### DIRECTIONS
**1)** Duplicate the part of the histiocytoma text that opens with the words containing "A histiocytoma is" and closes with "cells, and histiocytes.", keeping every word and mark the same.
**2)** Pick up the text on histiocytoma in dogs after its last sentence and carry it on.

*** Opening EXCERPTED TEXT ***

Histiocytoma in Dogs


A histiocytoma is a benign skin tumor that originates in the Langerhans cells, immune cells that function to provide protective immunity to the tissues that are in contact with the outer environment -- the nose, stomach, intestines and lungs, but mainly the skin's surface. These cells are also referred to as dendritic cells, and histiocytes.


Histiocytomas are common in dogs, with some breeds appearing to be more predisposed that others. These breeds include flat-coated retrievers, bull terriers, boxers, dachshunds, cocker spaniels, Great Danes, and Shetland sheepdogs. More than 50 percent of diagnosed patients are under two years of age. Otherwise, there is no gender difference.




  • Small, firm, dome or button-shaped masses on the skin surface
  • Rare autoimmune blistering (dermoepithelial) masses, which may be ulcerated
  • Fast growing, nonpainful, usually solitary
  • Common sites are the head, ear edges, and limbs
  • Occasionally multiple skin nodules or plaques








You will need to give a thorough history of your dog's health and onset of symptoms, after which your veterinarian will perform a thorough physical exam. A complete blood profile will be conducted, including a chemical blood profile, a complete blood count, a urinalysis and an electrolyte panel. Most of these tests return as normal.

*** Closing EXCERPTED TEXT ***
*** Opening EXTRACTED DATA ***

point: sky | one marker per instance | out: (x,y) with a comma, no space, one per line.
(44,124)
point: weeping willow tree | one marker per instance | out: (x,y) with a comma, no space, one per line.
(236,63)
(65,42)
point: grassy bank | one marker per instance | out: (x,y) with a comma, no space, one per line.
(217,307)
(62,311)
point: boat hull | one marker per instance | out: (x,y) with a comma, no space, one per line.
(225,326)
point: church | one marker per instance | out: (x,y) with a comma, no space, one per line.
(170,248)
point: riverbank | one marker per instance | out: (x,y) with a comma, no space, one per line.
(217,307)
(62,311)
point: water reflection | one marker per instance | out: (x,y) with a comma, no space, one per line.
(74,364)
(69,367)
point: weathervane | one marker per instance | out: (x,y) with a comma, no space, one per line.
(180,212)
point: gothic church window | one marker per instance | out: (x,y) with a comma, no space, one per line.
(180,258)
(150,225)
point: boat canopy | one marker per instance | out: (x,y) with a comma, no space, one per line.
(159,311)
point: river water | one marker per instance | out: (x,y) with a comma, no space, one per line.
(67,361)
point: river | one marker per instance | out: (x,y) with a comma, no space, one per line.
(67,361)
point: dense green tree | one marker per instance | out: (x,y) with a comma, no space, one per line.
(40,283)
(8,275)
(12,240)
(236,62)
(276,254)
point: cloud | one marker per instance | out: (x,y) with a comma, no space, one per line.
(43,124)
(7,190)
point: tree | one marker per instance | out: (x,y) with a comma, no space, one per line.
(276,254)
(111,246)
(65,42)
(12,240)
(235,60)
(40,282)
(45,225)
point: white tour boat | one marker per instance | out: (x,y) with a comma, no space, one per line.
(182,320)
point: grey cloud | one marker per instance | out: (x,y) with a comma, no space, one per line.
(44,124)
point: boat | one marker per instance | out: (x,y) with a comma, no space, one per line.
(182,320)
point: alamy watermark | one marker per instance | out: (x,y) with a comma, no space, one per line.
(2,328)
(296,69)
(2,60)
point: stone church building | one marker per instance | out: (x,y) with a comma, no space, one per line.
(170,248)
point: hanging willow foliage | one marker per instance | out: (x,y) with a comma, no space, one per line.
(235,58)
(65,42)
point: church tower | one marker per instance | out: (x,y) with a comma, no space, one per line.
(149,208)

*** Closing EXTRACTED DATA ***

### WRITTEN ANSWERS
**1)**
A histiocytoma is a benign skin tumor that originates in the Langerhans cells, immune cells that function to provide protective immunity to the tissues that are in contact with the outer environment -- the nose, stomach, intestines and lungs, but mainly the skin's surface. These cells are also referred to as dendritic cells, and histiocytes.

**2)**
Other diagnostic tests include a cytologic examination (a microscopic examination of the cells) using a sample gathered by fine-needle aspirate. This may reveal pleomorphic round cells (cells taking one or more forms), with variable-sized and -shaped nuclei. It is common to find that the mitotic index (a measure of the proliferation, or fast production status of a cell population) is high. The tests may also show evidence of substantial lymphocyte (white blood cell in the vertebrate immune system), plasma cell, and neutrophil (the most abundant type of white blood cells) infiltration.